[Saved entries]
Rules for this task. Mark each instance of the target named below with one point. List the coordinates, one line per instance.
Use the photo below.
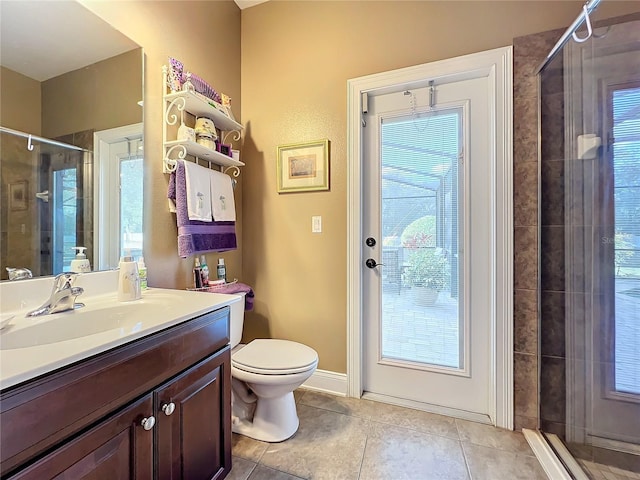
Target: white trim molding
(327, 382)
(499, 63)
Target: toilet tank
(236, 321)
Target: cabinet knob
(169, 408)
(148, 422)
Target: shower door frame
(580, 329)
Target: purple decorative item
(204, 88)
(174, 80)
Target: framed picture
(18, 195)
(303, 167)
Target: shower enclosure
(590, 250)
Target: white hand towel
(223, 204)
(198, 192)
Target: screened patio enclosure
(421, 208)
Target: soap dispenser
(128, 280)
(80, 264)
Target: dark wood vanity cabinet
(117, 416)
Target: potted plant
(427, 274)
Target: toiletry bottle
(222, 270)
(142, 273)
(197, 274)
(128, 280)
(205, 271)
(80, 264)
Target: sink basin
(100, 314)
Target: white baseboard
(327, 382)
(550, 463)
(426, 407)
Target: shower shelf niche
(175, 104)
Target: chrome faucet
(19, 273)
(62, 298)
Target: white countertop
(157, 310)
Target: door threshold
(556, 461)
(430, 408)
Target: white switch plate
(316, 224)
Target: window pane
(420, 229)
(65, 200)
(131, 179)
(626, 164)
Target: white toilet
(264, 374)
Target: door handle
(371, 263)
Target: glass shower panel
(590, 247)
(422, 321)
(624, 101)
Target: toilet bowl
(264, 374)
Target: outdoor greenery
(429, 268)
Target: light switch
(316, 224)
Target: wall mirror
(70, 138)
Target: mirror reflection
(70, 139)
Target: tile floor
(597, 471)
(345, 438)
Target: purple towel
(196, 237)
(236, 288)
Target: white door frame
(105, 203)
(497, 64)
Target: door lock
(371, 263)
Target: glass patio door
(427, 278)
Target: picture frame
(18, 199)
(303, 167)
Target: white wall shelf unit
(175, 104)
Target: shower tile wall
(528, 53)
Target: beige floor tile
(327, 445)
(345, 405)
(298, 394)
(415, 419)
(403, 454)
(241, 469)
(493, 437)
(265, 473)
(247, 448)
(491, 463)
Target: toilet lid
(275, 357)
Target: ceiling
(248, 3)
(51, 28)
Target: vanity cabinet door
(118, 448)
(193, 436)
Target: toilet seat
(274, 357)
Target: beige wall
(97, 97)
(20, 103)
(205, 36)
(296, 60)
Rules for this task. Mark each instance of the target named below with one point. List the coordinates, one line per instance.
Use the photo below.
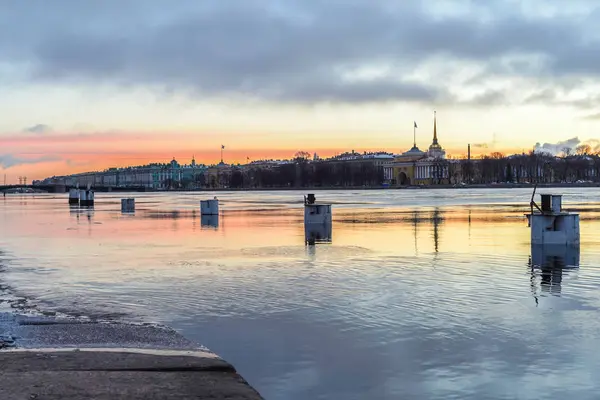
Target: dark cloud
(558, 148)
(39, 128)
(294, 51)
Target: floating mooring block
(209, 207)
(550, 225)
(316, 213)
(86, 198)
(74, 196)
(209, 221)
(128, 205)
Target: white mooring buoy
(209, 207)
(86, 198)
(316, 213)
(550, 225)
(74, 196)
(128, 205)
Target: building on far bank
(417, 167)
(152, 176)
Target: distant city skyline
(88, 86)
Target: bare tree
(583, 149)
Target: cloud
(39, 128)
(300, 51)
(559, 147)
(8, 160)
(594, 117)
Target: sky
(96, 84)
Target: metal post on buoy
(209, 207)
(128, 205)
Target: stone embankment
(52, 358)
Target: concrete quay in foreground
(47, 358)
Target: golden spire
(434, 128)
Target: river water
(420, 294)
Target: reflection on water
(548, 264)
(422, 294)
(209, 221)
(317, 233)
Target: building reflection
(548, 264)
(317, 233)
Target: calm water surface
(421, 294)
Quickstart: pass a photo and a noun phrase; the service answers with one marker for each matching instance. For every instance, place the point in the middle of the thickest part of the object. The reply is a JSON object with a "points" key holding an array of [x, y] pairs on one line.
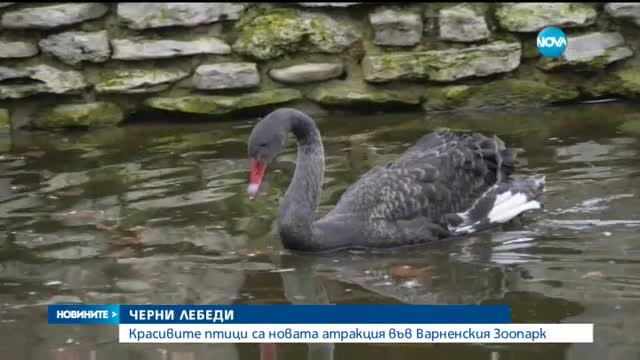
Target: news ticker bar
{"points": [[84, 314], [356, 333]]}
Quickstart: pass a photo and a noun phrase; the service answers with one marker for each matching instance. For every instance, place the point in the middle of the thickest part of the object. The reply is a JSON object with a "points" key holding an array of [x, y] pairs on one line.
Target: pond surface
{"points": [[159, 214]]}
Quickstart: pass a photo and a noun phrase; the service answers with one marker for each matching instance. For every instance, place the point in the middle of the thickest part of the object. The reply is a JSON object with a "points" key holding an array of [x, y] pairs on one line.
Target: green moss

What the exercise asks: Retype the lines from the one containing "Target: building reflection" down to the last line of the records, both included, exactly and nothing more. Pictures stay out.

Reply:
Target: building reflection
(548, 264)
(317, 233)
Target: calm water surface
(421, 294)
Quickstart: pass a photo and a noun phrase; the service answers with one marker for each matching instance. For every instance, place the point in the middle of the thickest part of the object. The reply is a JSON object with a "points" key holding an array of [x, y] pairs on one line.
Target: news ticker bar
{"points": [[84, 314], [356, 333]]}
Quickstart: pass a photo and a noun phrase; the service answers with one marker for each matching instance. For every instance, place the point in the middle of the thickest part of the object. The reply is a JSON object with a "points" key holding an array of [x, y] pairs on one line.
Target: pond surface
{"points": [[159, 214]]}
Quickstart: pass a photo and a noun phrase; the service answers with one marker for each matching instance. For every instance, place the point in the middle of the thickest part of the object. The reply is a JSON object with a "points" key holding an array of [x, y] pairs on one line.
Target: green moss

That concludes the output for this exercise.